** Excerpt to read follows **

In continuing my “Girl Talk” series, let’s talk about soul mates. As you know, I solicited input from women asking them what life advice they received, that they found to be toxic. Some of the women I heard from talked about how toxic the idea of a soul mate had been to them.
I looked it up in the dictionary
soul mate
/ˈsōl ˌmāt/
noun
plural noun: soulmates
1. a person ideally suited to another as a close friend or romantic partner.
“Ideally suited to one another” sounds pretty non-threatening and non-toxic by definition. And yet most people have a much more emotionally charged idea of the soul mate. The soul mate is often thought of as one person out there that is your one true love, your prince charming, “the one god has for you.”
This idea of a soul mate can be a pretty heavy burden. It’s a lot of pressure to think that you have this one shot to find the ONE.
What if you never find them?
What if you miss your opportunity?
How will you know when it’s “the one?”
What if you misjudge it and end up with someone who isn’t “the one?”
One website I read said, “Your soulmate makes you feel entirely whole, healed and intact, like no piece is missing from the puzzle.”
Wait…. what?????
I went through years of therapy to learn that no person can make me feel whole, healed and intact. It was my job to become whole and bring that whole person into the relationship. Two halves don’t make a whole – two wholes make a whole.

** End of Excerpt to read **
** Dataset content follows **

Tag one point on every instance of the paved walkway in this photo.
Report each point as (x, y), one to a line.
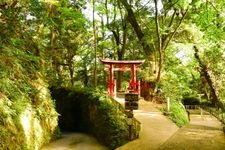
(75, 141)
(157, 133)
(203, 133)
(155, 128)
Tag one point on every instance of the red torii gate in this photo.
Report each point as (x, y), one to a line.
(120, 65)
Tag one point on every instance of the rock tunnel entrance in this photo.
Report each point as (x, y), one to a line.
(69, 107)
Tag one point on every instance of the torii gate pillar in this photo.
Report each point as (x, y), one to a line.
(121, 67)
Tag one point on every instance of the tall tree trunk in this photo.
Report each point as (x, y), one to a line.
(140, 35)
(95, 46)
(205, 72)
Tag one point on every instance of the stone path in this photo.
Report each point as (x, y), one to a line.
(203, 133)
(155, 128)
(157, 133)
(75, 141)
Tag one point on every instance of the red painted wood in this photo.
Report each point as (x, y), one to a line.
(123, 65)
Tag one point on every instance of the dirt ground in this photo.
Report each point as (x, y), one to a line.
(203, 133)
(75, 141)
(157, 133)
(155, 128)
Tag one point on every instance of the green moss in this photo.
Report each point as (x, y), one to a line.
(27, 113)
(89, 111)
(178, 114)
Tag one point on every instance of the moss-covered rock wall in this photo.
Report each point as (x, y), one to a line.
(92, 112)
(27, 113)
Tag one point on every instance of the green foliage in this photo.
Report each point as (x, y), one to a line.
(88, 110)
(178, 114)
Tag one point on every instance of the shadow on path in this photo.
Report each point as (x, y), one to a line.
(75, 141)
(203, 133)
(155, 128)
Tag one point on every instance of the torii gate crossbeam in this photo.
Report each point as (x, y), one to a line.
(121, 65)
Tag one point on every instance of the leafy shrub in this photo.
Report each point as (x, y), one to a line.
(191, 100)
(178, 114)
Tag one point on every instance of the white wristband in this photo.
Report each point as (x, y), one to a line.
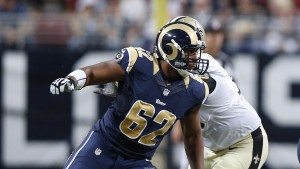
(79, 78)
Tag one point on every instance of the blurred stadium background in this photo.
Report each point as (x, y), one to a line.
(41, 40)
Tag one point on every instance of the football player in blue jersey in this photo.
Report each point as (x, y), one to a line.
(154, 91)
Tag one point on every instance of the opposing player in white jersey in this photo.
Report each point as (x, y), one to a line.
(232, 130)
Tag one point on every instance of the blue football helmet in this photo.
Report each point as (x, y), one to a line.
(176, 40)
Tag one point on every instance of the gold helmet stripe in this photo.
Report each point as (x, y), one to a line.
(186, 28)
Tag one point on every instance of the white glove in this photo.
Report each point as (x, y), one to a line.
(61, 85)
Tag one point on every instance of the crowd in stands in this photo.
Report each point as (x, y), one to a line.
(252, 26)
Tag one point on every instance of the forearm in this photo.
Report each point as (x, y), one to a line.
(103, 73)
(194, 149)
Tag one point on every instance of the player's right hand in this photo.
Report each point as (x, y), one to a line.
(61, 85)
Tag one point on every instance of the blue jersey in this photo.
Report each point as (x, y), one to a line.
(146, 106)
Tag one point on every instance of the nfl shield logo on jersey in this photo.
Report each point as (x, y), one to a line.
(166, 92)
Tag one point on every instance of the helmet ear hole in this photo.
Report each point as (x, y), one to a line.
(168, 49)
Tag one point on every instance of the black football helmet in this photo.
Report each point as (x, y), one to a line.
(177, 39)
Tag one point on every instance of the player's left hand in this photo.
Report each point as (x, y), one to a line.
(61, 85)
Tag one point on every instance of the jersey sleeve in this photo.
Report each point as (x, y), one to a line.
(127, 58)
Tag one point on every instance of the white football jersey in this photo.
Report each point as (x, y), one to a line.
(226, 114)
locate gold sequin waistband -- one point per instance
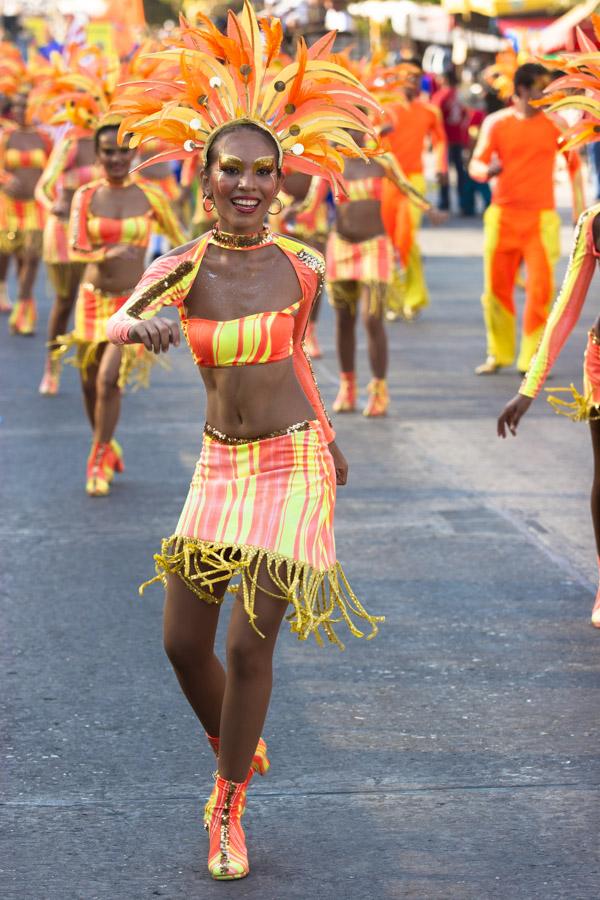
(217, 435)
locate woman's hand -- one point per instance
(123, 252)
(155, 334)
(512, 414)
(340, 463)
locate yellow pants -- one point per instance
(513, 236)
(402, 220)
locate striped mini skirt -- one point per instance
(266, 504)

** End of Dataset content **

* [Actions to take]
1 > Answer these questions from the soul mate post, one line each, labeled to match.
(a) How does the dictionary entry define a soul mate?
(b) According to the quoted website, how does your soulmate make you feel?
(c) What did the writer go through years of to learn that no person can make them feel whole?
2 > Echo the soul mate post between "What if you misjudge" and "Wait…. what?????", inclusive.

* [Solutions below]
1 >
(a) A person ideally suited to another as a close friend or romantic partner.
(b) Entirely whole, healed and intact, like no piece is missing from the puzzle.
(c) Therapy.

2 >
What if you misjudge it and end up with someone who isn’t “the one?”
One website I read said, “Your soulmate makes you feel entirely whole, healed and intact, like no piece is missing from the puzzle.”
Wait…. what?????